Page.
------------------------------------------------------------------------
The Protestant (Evangelische, Gr.) Seminaries of Maulbronn and Blaubeuren (Evangelische Seminare Maulbronn und Blaubeuren) in Baden-Württemberg, Germany, are two Gymnasien (high schools) and Protestant boarding schools in the Württemberg tradition.

Until 2008, grades 9 and 10 were taught in the former Maulbronn Abbey, and Grades 11 through 13 in Blaubeuren, partly in cooperation with the Gymnasium Blaubeuren ("Blaubeuren High School"). As of 2013, the two schools exist independently of each other. While both schools share their commitment to classical (Latin, Greek and Hebrew) and modern languages, music and religious education, the Maulbronn seminary especially focuses on the European culture tradition, whereas Blaubeuren places special emphasis on internationalism and the interdisciplinary dialogue between theology and science.

The seminaries were founded as Protestant schools in 1556 by Christoph von Württemberg in order to provide a broad education for gifted boys. Since the schools first admitted girls in 1969, the seminaries have become a leading co-educational boarding school for talented pupils.
------------------------------------------------------------------------
Rewrite the passage on the Maulbronn and Blaubeuren seminaries between "Until 2008, grades" and "for talented pupils.", inclusive, putting "students" in place of "pupils". These items were taken from a separate source.

Excerpts of location labeling data:
------------------------------------------------------------------------
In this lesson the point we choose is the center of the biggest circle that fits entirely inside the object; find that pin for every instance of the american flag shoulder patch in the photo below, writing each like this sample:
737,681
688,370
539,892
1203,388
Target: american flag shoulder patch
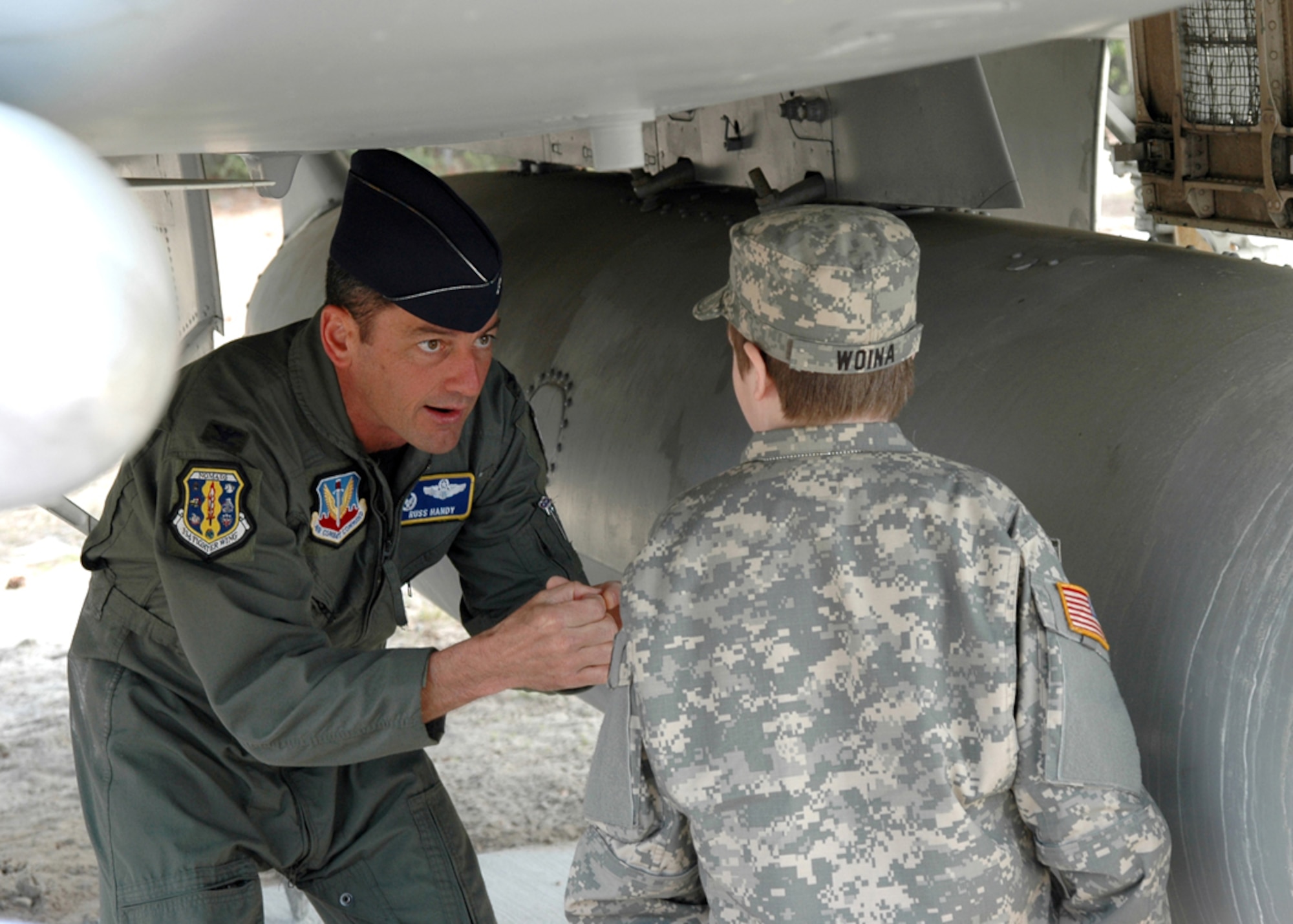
1080,612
------------------------------------------------------------------------
The response.
Until 2008, grades 9 and 10 were taught in the former Maulbronn Abbey, and Grades 11 through 13 in Blaubeuren, partly in cooperation with the Gymnasium Blaubeuren ("Blaubeuren High School"). As of 2013, the two schools exist independently of each other. While both schools share their commitment to classical (Latin, Greek and Hebrew) and modern languages, music and religious education, the Maulbronn seminary especially focuses on the European culture tradition, whereas Blaubeuren places special emphasis on internationalism and the interdisciplinary dialogue between theology and science.

The seminaries were founded as Protestant schools in 1556 by Christoph von Württemberg in order to provide a broad education for gifted boys. Since the schools first admitted girls in 1969, the seminaries have become a leading co-educational boarding school for talented students.